JOB:
Output every line of the point placement records below as a numbered list, leaving out any blank lines.

Point placement records:

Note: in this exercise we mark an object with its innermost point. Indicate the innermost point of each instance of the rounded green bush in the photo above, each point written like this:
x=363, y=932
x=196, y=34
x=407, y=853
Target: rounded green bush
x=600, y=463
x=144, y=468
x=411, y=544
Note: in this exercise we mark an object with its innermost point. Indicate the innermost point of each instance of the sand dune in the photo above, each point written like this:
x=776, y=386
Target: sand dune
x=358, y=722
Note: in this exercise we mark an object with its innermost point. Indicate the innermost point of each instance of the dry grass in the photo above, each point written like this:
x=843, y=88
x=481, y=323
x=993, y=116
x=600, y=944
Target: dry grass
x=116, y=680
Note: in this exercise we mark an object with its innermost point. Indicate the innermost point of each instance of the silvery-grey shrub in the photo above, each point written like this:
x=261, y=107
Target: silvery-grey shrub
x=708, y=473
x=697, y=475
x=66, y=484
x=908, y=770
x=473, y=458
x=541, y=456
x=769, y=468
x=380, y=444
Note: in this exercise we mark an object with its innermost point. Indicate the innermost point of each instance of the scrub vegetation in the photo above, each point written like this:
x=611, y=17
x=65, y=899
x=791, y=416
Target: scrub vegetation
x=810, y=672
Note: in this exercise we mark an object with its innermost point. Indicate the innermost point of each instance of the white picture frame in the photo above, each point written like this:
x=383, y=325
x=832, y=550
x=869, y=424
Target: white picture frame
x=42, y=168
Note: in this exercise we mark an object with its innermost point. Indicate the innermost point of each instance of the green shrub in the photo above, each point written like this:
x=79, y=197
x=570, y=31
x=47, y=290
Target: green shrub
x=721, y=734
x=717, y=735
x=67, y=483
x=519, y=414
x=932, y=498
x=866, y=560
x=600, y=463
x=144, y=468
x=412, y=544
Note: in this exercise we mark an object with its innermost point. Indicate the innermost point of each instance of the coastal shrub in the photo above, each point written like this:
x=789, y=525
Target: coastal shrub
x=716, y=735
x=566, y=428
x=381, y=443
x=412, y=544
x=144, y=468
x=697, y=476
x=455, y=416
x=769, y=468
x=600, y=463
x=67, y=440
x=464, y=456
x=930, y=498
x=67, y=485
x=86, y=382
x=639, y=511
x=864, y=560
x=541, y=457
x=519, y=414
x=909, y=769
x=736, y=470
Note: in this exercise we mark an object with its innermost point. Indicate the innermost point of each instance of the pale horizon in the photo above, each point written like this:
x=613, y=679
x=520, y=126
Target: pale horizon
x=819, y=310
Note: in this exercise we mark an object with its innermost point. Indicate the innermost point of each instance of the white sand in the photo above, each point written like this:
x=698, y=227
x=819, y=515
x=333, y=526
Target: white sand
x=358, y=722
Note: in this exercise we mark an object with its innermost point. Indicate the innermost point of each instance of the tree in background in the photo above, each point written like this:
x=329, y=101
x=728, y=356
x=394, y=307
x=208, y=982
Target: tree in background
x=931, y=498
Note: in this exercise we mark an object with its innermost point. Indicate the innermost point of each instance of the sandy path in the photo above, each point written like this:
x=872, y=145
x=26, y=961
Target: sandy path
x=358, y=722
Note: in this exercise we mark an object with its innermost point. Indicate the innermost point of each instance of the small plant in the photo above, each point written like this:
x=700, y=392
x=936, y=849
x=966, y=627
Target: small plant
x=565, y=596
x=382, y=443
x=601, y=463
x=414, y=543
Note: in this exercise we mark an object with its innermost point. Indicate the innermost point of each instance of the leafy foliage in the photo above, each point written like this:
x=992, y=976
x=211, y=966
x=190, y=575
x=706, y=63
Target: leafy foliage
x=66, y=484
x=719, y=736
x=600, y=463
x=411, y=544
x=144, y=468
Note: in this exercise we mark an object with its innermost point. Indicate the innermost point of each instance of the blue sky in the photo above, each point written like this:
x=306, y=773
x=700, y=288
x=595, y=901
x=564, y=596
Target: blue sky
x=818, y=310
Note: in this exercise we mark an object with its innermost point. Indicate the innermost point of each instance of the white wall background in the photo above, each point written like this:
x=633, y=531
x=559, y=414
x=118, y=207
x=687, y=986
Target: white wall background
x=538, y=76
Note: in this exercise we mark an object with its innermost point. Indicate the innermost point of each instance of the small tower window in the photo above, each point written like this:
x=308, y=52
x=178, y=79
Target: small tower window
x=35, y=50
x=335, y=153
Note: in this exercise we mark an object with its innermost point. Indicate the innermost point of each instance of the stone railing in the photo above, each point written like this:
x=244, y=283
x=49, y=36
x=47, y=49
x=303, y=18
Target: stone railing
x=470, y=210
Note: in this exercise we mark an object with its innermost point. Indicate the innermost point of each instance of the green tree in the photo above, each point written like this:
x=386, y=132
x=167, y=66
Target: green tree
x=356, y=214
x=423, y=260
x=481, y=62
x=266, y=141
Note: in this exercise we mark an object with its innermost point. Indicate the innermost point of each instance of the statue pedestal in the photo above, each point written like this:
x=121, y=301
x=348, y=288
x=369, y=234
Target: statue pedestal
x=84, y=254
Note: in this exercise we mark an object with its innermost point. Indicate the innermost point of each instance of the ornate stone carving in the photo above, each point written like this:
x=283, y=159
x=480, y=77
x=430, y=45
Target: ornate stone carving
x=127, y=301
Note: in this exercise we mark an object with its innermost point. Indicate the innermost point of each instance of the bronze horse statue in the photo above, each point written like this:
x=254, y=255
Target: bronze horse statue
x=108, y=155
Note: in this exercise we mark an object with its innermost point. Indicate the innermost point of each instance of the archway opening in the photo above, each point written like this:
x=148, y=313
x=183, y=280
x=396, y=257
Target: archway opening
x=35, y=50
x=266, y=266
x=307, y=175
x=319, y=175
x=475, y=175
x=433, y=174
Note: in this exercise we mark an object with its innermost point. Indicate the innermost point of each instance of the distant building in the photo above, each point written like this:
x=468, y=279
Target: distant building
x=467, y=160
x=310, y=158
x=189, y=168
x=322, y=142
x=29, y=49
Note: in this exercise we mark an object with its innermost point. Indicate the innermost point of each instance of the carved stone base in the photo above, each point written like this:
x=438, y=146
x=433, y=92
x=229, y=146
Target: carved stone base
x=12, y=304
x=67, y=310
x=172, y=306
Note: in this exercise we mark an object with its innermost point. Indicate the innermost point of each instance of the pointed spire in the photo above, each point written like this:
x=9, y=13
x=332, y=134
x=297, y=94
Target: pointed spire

RESULT:
1. Note: in this exercise we mark an object with its innermost point. Indicate the innermost point of each instance of the rounded green bush in the photo above, each point written like this:
2. x=363, y=932
3. x=196, y=34
4. x=407, y=853
5. Target: rounded green bush
6. x=600, y=463
7. x=144, y=468
8. x=411, y=544
9. Note: in this exercise we mark an object with its innermost point. Indicate the innermost point of each instance of the sand dune in the photo above, each point written like this:
10. x=776, y=386
11. Target: sand dune
12. x=358, y=722
13. Note: in this exercise we mark an object with its innermost point. Indicate the innermost point of each instance of the dry grass in the photo above, each point written like this:
14. x=843, y=88
15. x=481, y=323
16. x=993, y=116
17. x=600, y=944
18. Target: dry grass
19. x=116, y=680
20. Note: in this exercise we mark an object with its innermost point. Indicate the innermost point of each instance of the silvery-grey shrub in the photo above, each point written like this:
21. x=261, y=107
22. Target: silvery-grey shrub
23. x=708, y=473
24. x=697, y=475
25. x=66, y=484
26. x=908, y=770
27. x=473, y=458
28. x=541, y=456
29. x=769, y=468
30. x=380, y=444
31. Note: in this exercise we mark an object with its innermost point. Indicate the innermost point of each instance of the scrub vegetation in the photo above, each point written like this:
32. x=611, y=17
33. x=65, y=899
34. x=791, y=416
35. Target: scrub vegetation
36. x=810, y=672
37. Note: in this exercise we mark an object with its innermost point. Indicate the innermost point of each instance of the white picture frame in the photo above, each point written like this:
38. x=383, y=325
39. x=832, y=550
40. x=869, y=424
41. Target: white picture frame
42. x=42, y=168
43. Note: in this exercise we mark an object with its innermost point. Indicate the innermost point of each instance of the green shrub in the photo above, each point written like this:
44. x=79, y=197
45. x=570, y=31
46. x=47, y=290
47. Target: green shrub
48. x=721, y=734
49. x=717, y=735
50. x=67, y=483
51. x=519, y=414
52. x=932, y=498
53. x=866, y=560
54. x=600, y=463
55. x=144, y=468
56. x=412, y=544
57. Note: in this exercise we mark an object with its innermost point. Indicate the innermost point of each instance of the coastal shrub in the photo above, each point written like this:
58. x=789, y=525
59. Target: coastal shrub
60. x=716, y=735
61. x=566, y=428
62. x=381, y=443
63. x=412, y=544
64. x=144, y=468
65. x=697, y=476
66. x=455, y=416
67. x=769, y=468
68. x=600, y=463
69. x=67, y=440
70. x=464, y=456
71. x=930, y=498
72. x=67, y=485
73. x=86, y=382
74. x=639, y=511
75. x=864, y=560
76. x=541, y=457
77. x=519, y=414
78. x=909, y=769
79. x=736, y=470
80. Note: in this exercise we mark an object with its innermost point. Indicate the innermost point of each instance of the pale horizon in the photo above, each point written like this:
81. x=613, y=679
82. x=520, y=126
83. Target: pale horizon
84. x=819, y=310
85. Note: in this exercise we mark an object with its innermost point. Indicate the innermost point of each instance of the white sand in the photo above, each point written like this:
86. x=698, y=227
87. x=819, y=515
88. x=333, y=526
89. Target: white sand
90. x=358, y=722
91. Note: in this exercise we mark an object with its innermost point. Indicate the innermost point of each instance of the tree in background in the photo above, each point written like this:
92. x=329, y=101
93. x=728, y=356
94. x=394, y=307
95. x=208, y=982
96. Target: tree in background
97. x=931, y=498
98. Note: in this exercise we mark an object with its innermost point. Indicate the innermost point of each instance of the sandy path in the photo above, each point written like this:
99. x=872, y=145
100. x=26, y=961
101. Target: sandy path
102. x=358, y=722
103. Note: in this exercise we mark an object with its innermost point. Indicate the innermost point of each instance of the small plant in the photo above, each point written like this:
104. x=700, y=392
105. x=936, y=849
106. x=966, y=627
107. Target: small plant
108. x=565, y=596
109. x=382, y=443
110. x=601, y=463
111. x=414, y=543
112. Note: in this exercise we mark an object with its innermost point. Indicate the innermost point of each instance of the leafy foliage in the photo above, each point written like this:
113. x=992, y=976
114. x=211, y=966
115. x=190, y=575
116. x=706, y=63
117. Target: leafy foliage
118. x=66, y=484
119. x=719, y=736
120. x=600, y=463
121. x=411, y=544
122. x=144, y=468
123. Note: in this exercise we mark an object with its innermost point. Indicate the innermost point of each instance of the blue sky in the photo above, each point written like this:
124. x=306, y=773
125. x=700, y=288
126. x=595, y=901
127. x=564, y=596
128. Target: blue sky
129. x=818, y=310
130. Note: in this exercise we mark an object with its innermost point. Indicate the innermost point of each instance of the white wall background in the photo above, each point written like this:
131. x=633, y=531
132. x=559, y=414
133. x=118, y=207
134. x=687, y=986
135. Target: white wall background
136. x=538, y=76
137. Note: in this exercise we mark an object with its innermost point. Indicate the innermost point of each instance of the small tower window in the photo above, each point written like this:
138. x=308, y=52
139. x=178, y=79
140. Target: small tower window
141. x=35, y=50
142. x=335, y=153
143. Note: in this exercise we mark an object with its innermost point. Indicate the innermost point of each instance of the stone railing in the photo above, each point written like this:
144. x=244, y=283
145. x=49, y=36
146. x=47, y=49
147. x=303, y=18
148. Target: stone railing
149. x=470, y=210
150. Note: in this exercise we mark an object with its innermost point. Indicate the innermost point of each instance of the green tree in the photo above, each point written like this:
151. x=386, y=132
152. x=167, y=66
153. Target: green tree
154. x=356, y=214
155. x=423, y=260
156. x=481, y=62
157. x=266, y=141
158. Note: in this exercise we mark an object with its innermost point. Indicate the innermost point of each instance of the statue pedestal in the photo above, each point written like this:
159. x=121, y=301
160. x=348, y=288
161. x=369, y=234
162. Target: statue pedestal
163. x=84, y=254
164. Note: in this exercise we mark an object with its innermost point. Indicate the innermost point of each instance of the ornate stone carving in the photo above, each point written like this:
165. x=283, y=159
166. x=480, y=77
167. x=430, y=45
168. Target: ornate stone carving
169. x=127, y=301
170. Note: in this exercise we mark an object with its innermost point. Indicate the innermost point of each instance of the bronze horse statue in the photo above, each point written like this:
171. x=254, y=255
172. Target: bronze horse statue
173. x=108, y=155
174. Note: in this exercise we mark an object with its innermost point. Indicate the innermost point of each instance of the archway opening in the photo above, each point written like this:
175. x=148, y=313
176. x=183, y=280
177. x=396, y=257
178. Target: archway opening
179. x=35, y=50
180. x=266, y=266
181. x=307, y=175
182. x=319, y=175
183. x=475, y=175
184. x=433, y=174
185. Note: in this exercise we mark an object with its innermost point. Indicate the innermost point of each instance of the distant building in the photo above, each point written like this:
186. x=468, y=279
187. Target: distant building
188. x=467, y=160
189. x=310, y=158
190. x=189, y=168
191. x=322, y=142
192. x=29, y=49
193. Note: in this exercise we mark an object with its innermost point. Indicate the innermost point of each instance of the carved stone base in the photo above, each point written like this:
194. x=438, y=146
195. x=433, y=92
196. x=229, y=146
197. Target: carved stone base
198. x=12, y=304
199. x=67, y=310
200. x=172, y=306
201. Note: in this exercise we mark an object with its innermost point. Indicate the innermost point of each instance of the pointed spire in the photo above, each point written like this:
202. x=9, y=13
203. x=332, y=134
204. x=297, y=94
205. Target: pointed spire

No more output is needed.